Start of DATASET CONTENT

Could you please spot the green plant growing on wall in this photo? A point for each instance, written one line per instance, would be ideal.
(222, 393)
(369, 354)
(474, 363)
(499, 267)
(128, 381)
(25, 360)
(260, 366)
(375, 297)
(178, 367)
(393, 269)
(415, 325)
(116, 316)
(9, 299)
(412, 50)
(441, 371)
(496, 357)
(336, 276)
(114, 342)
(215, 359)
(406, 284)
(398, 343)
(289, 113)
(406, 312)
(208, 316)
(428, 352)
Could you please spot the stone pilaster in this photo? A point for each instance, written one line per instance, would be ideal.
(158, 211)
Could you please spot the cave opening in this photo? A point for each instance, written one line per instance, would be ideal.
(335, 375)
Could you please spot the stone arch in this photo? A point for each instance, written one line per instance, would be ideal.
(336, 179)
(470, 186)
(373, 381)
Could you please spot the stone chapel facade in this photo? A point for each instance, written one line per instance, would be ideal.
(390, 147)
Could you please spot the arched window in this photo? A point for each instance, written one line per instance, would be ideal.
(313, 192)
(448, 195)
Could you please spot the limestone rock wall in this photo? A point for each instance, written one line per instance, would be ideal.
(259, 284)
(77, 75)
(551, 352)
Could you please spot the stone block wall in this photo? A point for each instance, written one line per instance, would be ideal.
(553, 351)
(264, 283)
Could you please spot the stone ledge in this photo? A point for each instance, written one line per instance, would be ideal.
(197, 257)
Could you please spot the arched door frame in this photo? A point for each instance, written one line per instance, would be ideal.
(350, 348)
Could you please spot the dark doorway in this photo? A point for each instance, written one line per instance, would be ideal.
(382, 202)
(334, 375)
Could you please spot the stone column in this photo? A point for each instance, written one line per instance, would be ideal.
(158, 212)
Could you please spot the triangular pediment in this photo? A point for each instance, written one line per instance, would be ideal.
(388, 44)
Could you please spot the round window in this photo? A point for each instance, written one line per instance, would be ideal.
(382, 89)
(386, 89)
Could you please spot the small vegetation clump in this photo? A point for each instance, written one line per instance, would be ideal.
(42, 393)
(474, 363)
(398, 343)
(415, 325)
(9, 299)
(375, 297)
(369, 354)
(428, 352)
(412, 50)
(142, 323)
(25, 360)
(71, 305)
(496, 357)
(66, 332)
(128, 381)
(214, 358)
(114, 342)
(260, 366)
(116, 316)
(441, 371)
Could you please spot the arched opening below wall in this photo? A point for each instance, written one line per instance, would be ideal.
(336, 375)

End of DATASET CONTENT

Word for word, restate each line of the material.

Could you please spot the green plant growing on wall in this photo? A point for each instance, written one line per instance, would be ideal.
(222, 393)
(369, 354)
(474, 363)
(499, 267)
(128, 381)
(25, 360)
(260, 366)
(375, 297)
(178, 367)
(393, 269)
(415, 325)
(116, 316)
(9, 299)
(412, 50)
(441, 371)
(496, 357)
(336, 276)
(114, 342)
(215, 359)
(406, 284)
(398, 343)
(289, 113)
(406, 312)
(208, 316)
(428, 352)
Could you please spot the stone pilaster in this photo? A point for each instance, written one line per instance, would be ideal.
(158, 211)
Could you please spot the cave opening in this photo? A point for each instance, written one line per instance, would be ideal.
(335, 375)
Could you please spot the stone arch in this photo? A point for each instance, written one line per instance, would be ideal.
(336, 179)
(470, 186)
(373, 381)
Could you please spot the stone chapel facade in this photo? A point for each instance, written one line per instance, would be ideal.
(390, 147)
Could you please spot the arched window in this photo? A point for each instance, written one line per instance, would be ideal.
(313, 192)
(448, 195)
Could you please spot the limestone rock wall in this photo? A point for each instance, written one line per instance, would be ideal.
(259, 284)
(77, 75)
(551, 352)
Could you please spot the stone block wall in this photo? A point for each instance, written one line per instance, would be ideal.
(553, 351)
(264, 283)
Could you please spot the stone ledge in this photo? A point for each instance, written one line per instance, would be ideal.
(197, 257)
Could you please spot the arched door frame in this photo? A point for each instance, written one line per instance, would be ideal.
(350, 348)
Could you please spot the dark doorway in this photo? A point for each instance, written one line per instance, would be ideal.
(382, 202)
(334, 375)
Could you please spot the stone column in this photo? A point for each instance, written one line per instance, would be ideal.
(158, 212)
Could you please spot the triangular pediment in this photo? A point for each instance, written one line per instance, would be ideal.
(388, 44)
Could you please spot the round window in this photo? A point for each instance, written one line per instance, would be ideal.
(382, 89)
(386, 89)
Could you please spot the small vegetation clump in this photo? A point for each instance, written one line per instance, would be ideal.
(42, 393)
(474, 363)
(398, 343)
(415, 325)
(9, 299)
(375, 297)
(369, 354)
(428, 352)
(412, 50)
(142, 323)
(25, 360)
(71, 305)
(496, 357)
(66, 332)
(128, 381)
(214, 358)
(114, 342)
(260, 366)
(116, 316)
(441, 371)
Could you please spot the arched opening below wall in this photo? A point for each instance, written one line per instance, would be ideal.
(336, 375)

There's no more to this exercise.